WHAT YOU HAVE TO DO:
Convert everything from the row containing "# test: locate points for every instance of the green lawn" down through the final row into a two-column CSV with columns "prompt" and "points", one CSV line per row and its answer, each value in a single quoted field with line breaks changed to spaces.

Dataset excerpts on object pointing:
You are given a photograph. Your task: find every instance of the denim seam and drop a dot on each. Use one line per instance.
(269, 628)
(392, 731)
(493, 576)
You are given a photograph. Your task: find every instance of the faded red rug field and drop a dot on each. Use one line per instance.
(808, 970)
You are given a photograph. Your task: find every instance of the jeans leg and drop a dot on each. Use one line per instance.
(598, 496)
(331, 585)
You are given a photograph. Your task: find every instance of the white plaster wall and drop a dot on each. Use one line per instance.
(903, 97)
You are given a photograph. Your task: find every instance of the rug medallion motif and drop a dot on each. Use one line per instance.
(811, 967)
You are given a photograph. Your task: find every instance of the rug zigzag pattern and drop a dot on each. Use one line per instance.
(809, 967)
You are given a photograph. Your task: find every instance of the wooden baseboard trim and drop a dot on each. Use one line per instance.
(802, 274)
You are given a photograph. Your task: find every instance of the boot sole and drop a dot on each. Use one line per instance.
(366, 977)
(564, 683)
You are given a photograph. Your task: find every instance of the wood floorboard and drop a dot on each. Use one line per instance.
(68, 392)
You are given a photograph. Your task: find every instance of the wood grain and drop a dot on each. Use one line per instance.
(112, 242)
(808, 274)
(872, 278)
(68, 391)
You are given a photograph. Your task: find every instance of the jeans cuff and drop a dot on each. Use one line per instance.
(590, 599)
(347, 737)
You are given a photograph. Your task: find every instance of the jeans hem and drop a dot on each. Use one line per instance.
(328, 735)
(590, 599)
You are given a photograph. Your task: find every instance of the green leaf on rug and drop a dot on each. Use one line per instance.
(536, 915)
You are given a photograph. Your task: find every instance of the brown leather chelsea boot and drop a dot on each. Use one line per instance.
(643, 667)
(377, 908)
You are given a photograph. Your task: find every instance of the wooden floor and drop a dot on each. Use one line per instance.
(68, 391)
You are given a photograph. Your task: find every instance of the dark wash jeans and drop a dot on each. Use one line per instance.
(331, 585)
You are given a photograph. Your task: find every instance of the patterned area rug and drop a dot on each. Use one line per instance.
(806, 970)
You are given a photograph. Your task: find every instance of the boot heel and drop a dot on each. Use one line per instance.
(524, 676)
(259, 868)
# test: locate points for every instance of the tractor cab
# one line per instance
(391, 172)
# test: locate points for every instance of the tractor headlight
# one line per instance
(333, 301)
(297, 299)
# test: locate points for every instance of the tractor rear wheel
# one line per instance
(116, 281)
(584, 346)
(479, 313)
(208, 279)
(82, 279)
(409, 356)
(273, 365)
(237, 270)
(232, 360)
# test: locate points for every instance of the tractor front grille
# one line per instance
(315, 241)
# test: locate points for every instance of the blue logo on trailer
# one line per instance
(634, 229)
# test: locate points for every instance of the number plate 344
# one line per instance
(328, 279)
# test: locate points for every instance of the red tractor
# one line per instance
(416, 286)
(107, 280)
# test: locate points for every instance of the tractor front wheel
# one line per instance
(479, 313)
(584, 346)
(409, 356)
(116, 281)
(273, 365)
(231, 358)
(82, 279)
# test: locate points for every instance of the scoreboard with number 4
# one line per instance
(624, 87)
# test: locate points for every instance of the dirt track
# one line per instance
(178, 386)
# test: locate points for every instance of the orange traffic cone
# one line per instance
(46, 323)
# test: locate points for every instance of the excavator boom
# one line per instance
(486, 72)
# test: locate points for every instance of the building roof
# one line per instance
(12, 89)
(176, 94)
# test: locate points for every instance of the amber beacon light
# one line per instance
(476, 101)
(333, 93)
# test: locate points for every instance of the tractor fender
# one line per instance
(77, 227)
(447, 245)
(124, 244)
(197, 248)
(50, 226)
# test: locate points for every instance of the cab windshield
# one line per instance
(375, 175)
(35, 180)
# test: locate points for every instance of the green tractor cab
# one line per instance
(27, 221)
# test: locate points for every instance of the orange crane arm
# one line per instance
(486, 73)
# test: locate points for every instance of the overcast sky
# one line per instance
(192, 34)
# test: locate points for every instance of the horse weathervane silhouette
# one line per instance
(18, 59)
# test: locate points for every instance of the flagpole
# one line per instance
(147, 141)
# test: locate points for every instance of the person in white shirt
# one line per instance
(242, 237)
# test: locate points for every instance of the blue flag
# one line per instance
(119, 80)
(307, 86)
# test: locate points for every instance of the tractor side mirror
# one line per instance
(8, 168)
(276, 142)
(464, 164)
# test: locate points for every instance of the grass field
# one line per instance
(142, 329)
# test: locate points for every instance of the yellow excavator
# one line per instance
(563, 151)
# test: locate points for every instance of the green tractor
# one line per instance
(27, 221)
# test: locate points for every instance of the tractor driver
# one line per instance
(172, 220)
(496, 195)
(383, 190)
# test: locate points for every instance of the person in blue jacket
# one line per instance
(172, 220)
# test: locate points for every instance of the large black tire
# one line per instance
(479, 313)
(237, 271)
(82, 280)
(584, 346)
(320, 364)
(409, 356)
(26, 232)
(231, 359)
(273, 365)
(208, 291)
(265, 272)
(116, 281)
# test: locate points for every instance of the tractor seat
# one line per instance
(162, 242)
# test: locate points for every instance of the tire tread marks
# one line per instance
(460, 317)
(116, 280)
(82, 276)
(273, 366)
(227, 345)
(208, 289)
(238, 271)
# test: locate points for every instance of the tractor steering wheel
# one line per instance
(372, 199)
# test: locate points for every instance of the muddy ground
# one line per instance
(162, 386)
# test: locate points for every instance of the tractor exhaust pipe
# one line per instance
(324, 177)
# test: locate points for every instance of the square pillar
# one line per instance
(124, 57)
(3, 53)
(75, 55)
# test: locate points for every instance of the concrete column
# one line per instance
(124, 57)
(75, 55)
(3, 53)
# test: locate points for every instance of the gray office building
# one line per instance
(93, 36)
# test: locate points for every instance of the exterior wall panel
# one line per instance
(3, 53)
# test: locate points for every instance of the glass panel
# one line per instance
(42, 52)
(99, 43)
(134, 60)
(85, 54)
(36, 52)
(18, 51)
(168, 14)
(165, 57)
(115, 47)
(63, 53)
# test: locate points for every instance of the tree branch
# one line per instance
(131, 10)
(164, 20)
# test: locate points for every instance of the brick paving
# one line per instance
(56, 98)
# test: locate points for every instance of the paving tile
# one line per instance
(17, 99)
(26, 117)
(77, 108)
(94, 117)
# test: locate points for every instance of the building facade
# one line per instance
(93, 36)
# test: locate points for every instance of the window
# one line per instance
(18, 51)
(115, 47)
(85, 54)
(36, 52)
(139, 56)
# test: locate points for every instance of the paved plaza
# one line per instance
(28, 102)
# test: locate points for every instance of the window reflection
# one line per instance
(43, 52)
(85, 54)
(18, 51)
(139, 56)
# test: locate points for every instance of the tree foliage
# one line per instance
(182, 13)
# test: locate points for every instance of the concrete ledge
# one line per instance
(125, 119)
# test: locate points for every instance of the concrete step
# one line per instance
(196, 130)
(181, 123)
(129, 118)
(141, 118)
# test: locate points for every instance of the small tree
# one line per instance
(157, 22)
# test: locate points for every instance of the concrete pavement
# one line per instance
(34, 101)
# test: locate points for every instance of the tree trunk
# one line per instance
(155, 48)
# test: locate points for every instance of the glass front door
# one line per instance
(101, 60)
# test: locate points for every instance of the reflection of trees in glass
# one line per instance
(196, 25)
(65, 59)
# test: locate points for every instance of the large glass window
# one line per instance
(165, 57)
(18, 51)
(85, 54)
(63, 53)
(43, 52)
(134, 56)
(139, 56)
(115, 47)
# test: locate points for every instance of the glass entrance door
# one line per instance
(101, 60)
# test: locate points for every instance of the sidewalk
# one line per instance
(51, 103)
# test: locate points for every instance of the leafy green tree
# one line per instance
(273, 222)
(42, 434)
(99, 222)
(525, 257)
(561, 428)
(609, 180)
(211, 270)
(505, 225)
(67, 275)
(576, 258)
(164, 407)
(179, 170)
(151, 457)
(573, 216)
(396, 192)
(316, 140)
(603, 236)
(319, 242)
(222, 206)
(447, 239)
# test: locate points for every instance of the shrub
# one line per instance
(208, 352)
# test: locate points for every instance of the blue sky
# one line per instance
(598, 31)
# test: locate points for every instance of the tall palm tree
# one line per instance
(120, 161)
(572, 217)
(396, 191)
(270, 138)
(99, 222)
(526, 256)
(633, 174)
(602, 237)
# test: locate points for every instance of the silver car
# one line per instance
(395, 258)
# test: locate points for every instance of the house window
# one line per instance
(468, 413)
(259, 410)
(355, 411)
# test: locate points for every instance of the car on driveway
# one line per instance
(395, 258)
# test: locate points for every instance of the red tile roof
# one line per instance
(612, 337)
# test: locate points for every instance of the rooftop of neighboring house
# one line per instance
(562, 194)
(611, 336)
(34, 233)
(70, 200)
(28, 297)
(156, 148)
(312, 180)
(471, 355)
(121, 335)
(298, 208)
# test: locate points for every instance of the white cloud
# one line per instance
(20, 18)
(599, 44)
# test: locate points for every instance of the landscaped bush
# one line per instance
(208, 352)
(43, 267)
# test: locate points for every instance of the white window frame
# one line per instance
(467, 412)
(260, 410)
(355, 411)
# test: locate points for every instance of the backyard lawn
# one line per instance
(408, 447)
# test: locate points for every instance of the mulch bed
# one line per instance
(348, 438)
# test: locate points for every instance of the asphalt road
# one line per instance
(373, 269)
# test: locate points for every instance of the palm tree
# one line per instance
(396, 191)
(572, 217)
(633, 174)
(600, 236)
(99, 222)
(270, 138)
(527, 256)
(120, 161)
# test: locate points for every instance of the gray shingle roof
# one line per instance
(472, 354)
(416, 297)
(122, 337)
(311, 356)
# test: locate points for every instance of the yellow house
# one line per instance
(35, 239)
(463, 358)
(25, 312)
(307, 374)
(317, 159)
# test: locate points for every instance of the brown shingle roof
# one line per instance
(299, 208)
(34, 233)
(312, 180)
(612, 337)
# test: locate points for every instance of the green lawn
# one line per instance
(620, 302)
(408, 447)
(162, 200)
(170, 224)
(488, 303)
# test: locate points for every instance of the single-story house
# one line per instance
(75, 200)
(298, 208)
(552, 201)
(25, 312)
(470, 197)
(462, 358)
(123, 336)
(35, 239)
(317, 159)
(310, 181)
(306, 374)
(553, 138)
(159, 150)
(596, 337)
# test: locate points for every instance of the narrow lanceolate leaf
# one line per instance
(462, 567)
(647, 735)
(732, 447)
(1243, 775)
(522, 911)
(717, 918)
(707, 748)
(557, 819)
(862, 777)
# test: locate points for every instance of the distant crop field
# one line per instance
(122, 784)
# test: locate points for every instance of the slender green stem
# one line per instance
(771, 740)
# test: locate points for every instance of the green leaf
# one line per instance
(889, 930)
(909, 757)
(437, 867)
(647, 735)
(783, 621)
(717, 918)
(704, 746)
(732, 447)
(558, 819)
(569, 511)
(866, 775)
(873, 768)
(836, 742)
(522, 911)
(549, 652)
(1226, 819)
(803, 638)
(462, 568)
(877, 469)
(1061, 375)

SOLUTION FOR THIS PROBLEM:
prompt,points
"# test: locate points for every instance of the green lawn # one line per instance","(620, 302) (408, 447) (162, 200) (170, 224) (488, 303)"
"# test: locate points for every instance of the single-story house # one line per instance","(75, 200) (298, 208) (552, 201) (25, 312) (470, 197) (462, 358) (123, 336) (35, 239) (317, 159) (310, 181) (306, 374) (553, 138) (159, 150) (596, 337)"
"# test: locate points for every instance of the narrow lanceolate leaf # one line per instance","(462, 567) (647, 735) (732, 447) (1243, 775) (522, 911) (717, 918) (707, 748) (557, 819) (862, 777)"
"# test: locate points for every instance of the distant crop field # one line per instance","(122, 784)"
"# test: locate points for every instance of the slender green stem # one line per instance","(771, 740)"
"# test: locate points for every instance of the green leaf # one line per instance","(889, 930) (909, 757) (437, 867) (647, 735) (783, 621) (717, 918) (704, 746) (732, 447) (558, 819) (569, 511) (866, 775) (873, 768) (836, 742) (522, 911) (549, 652) (1226, 819) (803, 638) (462, 568) (877, 469) (1061, 375)"